### Passage provided
────────
You'd think that Drew Barrymore had it all. Her acting success began by appearing on TV before her first birthday, then again at ages 2 and 4. She hit stardom at age 7 playing the little girl in Spielberg's smash hit, "E.T." At 7 years, she was the youngest person to ever host Saturday Night Live.

You'd think she was living every child's dream. She had talent. She was famous. But inside, the little star was hurting.

Like a lot of us, she let the put downs of others, both at school and at home, make her see herself as worthless. When she botched up an in-class assignment, her teacher called her stupid and said she would never amount to anything. Like most of us, she acted like it didn't bother her. But in her own words,"

''I wanted to crawl inside myself and die. But there was no escape. I vowed not to show any emotion though. I sat there, stone-faced, crying on the inside and completely humiliated.''

The words of the insensitive teacher were reinforced by a group of cruel students who delighted in tormenting her. They hit her with books and called her names like pig, fatso, or saying her nose looked like Porky Pig's.

She countered by trying like everything to fit in. One day she got some surfer shorts with a spaceman design that she thought everyone would like. Instead, they burst out laughing when she walked into class, calling her a ''cosmic cow.''

Rather than realizing that she was important and could make something of her life, she believed their cutting words. In her own words,

''I just took their cutting remarks until, eventually, I let them completely undermine everything I knew to be true.'' (p. 99) She ended up ''feeling like the lowliest, homeliest, and dumbest creature at the place.'' (p. 124)

Let's reflect for a minute on what happened to Drew's picture of herself. Although she had a gift for acting and achieved fame by age 7, she believed people's cutting remarks to the point that she felt totally worthless. With the people around her as her only mirror to see herself, she felt dumb and ugly. Was her impression right? Not at all.
────────
### Complete the following
[1] In the passage about Drew Barrymore's childhood, how old was she when she hosted Saturday Night Live?
[2] From the passage about Drew Barrymore's childhood, quote the part that begins at the words "Rather than realizing" and stops after "Not at all.".

[Data entries]
────────
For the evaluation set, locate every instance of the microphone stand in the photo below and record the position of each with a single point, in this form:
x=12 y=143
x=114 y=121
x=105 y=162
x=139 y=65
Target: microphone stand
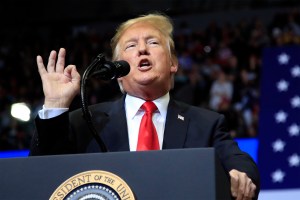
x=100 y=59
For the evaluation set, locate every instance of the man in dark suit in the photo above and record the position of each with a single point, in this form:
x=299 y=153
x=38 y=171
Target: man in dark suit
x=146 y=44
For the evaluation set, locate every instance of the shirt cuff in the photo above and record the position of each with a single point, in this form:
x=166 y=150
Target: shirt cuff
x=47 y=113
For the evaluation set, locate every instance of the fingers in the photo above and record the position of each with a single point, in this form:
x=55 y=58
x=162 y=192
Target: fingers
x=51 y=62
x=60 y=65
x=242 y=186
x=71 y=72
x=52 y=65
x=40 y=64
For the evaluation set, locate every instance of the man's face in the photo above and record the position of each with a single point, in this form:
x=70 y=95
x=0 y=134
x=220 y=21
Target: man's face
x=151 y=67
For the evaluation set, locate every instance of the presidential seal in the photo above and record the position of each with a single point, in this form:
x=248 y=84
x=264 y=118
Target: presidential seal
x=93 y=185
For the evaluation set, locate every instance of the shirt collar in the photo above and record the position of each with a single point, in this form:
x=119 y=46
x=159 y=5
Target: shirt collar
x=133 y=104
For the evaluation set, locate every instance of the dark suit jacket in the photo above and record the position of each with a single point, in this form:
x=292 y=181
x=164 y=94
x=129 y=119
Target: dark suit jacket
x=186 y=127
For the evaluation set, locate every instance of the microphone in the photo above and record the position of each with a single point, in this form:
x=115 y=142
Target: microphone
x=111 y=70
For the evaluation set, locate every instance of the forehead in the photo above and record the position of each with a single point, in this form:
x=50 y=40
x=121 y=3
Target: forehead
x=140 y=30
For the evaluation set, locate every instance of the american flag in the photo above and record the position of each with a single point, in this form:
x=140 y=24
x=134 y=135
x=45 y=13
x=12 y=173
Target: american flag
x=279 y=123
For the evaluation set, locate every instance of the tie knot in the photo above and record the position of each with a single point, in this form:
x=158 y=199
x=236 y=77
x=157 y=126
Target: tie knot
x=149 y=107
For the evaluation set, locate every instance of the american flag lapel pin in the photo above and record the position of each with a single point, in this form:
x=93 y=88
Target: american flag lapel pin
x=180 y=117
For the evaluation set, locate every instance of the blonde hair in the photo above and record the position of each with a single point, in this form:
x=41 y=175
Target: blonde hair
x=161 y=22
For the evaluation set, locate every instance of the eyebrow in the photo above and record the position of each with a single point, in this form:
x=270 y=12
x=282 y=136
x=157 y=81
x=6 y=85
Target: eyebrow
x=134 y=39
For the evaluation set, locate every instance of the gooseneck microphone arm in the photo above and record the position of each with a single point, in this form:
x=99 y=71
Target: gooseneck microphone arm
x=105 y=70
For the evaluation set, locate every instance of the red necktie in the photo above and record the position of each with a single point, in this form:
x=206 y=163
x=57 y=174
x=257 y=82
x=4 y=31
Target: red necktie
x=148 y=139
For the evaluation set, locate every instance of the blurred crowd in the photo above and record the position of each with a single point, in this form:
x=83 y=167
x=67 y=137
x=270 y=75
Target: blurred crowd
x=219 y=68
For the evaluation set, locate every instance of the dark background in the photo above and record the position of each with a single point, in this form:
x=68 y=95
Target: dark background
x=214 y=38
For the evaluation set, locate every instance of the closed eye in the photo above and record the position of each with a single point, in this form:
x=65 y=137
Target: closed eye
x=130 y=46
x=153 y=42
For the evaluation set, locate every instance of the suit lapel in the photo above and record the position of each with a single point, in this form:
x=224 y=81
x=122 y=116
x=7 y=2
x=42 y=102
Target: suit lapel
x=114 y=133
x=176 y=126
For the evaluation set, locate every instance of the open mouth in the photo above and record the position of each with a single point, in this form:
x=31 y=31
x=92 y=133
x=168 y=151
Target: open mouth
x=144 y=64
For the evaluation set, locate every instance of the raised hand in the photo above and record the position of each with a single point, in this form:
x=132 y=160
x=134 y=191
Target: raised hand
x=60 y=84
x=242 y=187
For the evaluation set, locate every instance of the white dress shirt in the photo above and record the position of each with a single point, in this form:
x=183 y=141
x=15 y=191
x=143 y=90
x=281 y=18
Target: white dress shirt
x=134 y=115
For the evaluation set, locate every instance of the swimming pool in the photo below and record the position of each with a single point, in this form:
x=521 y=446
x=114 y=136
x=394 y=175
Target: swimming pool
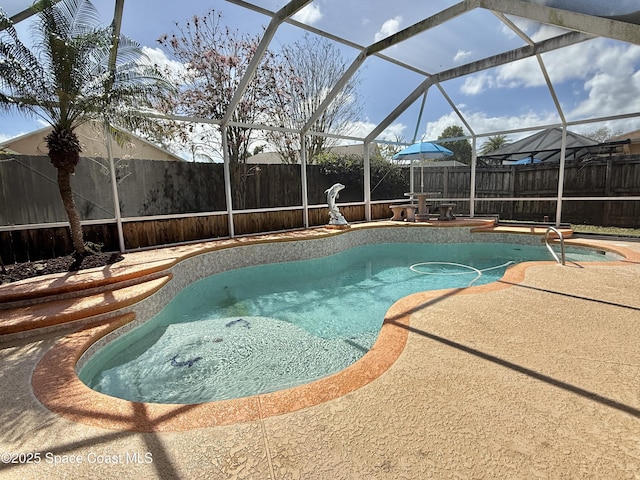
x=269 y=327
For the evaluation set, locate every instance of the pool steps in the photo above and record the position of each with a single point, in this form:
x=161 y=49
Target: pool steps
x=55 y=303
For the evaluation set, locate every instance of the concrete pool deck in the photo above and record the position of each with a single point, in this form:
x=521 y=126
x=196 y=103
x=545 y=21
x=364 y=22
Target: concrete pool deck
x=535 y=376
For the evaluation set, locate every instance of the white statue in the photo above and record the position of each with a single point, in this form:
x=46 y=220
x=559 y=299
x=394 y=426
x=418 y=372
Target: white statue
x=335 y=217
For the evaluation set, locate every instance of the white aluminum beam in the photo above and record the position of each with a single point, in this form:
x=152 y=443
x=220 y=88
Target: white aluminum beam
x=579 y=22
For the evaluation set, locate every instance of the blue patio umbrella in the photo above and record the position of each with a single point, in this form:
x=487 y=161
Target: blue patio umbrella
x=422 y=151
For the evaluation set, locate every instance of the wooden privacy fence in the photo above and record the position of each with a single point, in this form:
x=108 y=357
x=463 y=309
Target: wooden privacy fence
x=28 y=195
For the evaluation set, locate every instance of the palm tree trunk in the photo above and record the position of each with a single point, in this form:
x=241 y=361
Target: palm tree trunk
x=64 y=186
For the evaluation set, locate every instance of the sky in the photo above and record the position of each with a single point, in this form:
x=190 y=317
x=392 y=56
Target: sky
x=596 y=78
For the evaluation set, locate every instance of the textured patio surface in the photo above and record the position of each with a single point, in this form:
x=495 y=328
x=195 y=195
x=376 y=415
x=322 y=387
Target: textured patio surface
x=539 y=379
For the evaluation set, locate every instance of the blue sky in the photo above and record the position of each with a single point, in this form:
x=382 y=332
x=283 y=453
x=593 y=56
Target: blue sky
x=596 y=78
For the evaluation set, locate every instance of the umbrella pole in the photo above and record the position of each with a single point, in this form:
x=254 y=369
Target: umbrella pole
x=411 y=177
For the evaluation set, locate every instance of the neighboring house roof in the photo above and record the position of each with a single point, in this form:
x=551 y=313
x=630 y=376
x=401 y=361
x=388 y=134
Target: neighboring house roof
────────
### Task-by-task outputs
[1] She was 7, the youngest person ever to host it.

[2]
Rather than realizing that she was important and could make something of her life, she believed their cutting words. In her own words,

''I just took their cutting remarks until, eventually, I let them completely undermine everything I knew to be true.'' (p. 99) She ended up ''feeling like the lowliest, homeliest, and dumbest creature at the place.'' (p. 124)

Let's reflect for a minute on what happened to Drew's picture of herself. Although she had a gift for acting and achieved fame by age 7, she believed people's cutting remarks to the point that she felt totally worthless. With the people around her as her only mirror to see herself, she felt dumb and ugly. Was her impression right? Not at all.